-- Exercise --
Reproduce the data below word for word, starting at the line that contains "[mark] the red" and ending at the last line of the data.

Excerpts of pointing data:
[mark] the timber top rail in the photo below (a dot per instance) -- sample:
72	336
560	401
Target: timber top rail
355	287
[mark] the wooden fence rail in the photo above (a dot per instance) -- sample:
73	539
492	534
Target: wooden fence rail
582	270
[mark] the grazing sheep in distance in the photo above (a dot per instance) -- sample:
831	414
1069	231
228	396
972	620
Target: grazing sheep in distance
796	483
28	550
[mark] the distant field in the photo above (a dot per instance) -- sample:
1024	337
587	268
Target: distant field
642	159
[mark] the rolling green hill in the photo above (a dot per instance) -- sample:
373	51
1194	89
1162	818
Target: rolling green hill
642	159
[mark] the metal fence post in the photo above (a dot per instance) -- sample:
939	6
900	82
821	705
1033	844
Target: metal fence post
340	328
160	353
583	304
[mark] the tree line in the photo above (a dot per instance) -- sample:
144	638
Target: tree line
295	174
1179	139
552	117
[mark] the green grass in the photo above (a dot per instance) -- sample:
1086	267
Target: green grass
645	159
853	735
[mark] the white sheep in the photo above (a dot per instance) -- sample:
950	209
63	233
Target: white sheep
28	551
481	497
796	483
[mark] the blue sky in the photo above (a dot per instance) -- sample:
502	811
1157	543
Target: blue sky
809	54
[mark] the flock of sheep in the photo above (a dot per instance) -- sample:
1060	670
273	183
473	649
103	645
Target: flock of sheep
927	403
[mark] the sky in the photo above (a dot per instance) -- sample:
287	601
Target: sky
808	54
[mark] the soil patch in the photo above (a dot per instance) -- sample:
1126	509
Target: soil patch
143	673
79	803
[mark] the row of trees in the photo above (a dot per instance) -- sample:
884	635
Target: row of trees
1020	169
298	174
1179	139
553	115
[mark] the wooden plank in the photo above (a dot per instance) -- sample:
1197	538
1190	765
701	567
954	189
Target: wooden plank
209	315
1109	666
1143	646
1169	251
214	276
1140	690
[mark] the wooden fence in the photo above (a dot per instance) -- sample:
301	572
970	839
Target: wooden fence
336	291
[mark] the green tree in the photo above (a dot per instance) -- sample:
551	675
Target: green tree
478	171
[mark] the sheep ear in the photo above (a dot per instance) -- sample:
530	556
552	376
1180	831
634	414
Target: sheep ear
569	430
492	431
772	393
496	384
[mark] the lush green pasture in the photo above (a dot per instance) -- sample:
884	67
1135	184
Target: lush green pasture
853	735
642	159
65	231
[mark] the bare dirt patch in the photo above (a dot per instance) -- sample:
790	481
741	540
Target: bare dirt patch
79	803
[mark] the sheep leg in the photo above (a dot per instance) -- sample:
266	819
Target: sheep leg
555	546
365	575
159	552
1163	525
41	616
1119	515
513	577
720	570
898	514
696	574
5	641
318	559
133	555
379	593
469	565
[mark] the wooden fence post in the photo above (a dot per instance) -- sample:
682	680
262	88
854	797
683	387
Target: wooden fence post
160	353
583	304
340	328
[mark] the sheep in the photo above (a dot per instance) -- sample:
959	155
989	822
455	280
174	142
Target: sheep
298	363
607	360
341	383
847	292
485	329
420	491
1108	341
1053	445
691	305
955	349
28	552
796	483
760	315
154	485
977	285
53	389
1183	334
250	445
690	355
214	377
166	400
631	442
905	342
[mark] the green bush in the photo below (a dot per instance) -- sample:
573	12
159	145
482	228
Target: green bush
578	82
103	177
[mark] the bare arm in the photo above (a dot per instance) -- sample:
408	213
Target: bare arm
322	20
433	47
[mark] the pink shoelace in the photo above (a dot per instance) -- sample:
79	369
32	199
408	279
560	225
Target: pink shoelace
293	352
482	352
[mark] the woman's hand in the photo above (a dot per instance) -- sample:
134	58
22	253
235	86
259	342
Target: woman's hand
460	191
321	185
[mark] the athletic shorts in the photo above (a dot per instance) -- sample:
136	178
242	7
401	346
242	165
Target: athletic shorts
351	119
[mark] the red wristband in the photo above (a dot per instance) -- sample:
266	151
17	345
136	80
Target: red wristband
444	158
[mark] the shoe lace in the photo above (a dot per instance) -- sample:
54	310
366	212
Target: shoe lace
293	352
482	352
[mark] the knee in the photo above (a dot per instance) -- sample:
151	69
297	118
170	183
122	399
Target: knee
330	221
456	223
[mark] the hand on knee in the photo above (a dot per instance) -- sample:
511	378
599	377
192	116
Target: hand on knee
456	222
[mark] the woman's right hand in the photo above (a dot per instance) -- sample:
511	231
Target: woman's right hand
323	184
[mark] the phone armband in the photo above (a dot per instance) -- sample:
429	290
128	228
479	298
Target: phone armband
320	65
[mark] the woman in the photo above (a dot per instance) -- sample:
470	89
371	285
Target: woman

-- Completed task --
[mark] the red wristband in the photo above (a dot per instance) -- sample:
266	151
17	345
136	80
Target: red wristband
444	158
[mark] the shoe lace in the photo above (a dot per instance) -- sample:
54	310
366	212
Target: shoe lace
293	352
482	352
[mark] the knee in the photo above (a dot per instance) -- sample:
151	69
297	118
170	183
122	399
Target: knee
330	221
456	223
[mark] the hand on knee in the photo above (a dot per instance) -- sample:
511	378
599	377
192	116
Target: hand on knee
456	222
[mark] the woman's right hand in the photo above (a dot per instance) -- sample:
511	231
Target: woman's right hand
323	184
[mark] the phone armband in the photo above (a dot per instance) -- sample:
429	290
128	228
479	298
Target: phone armband
320	65
[mark] the woman in the photo above (a dot per instance) -- sample:
470	89
371	285
Target: woman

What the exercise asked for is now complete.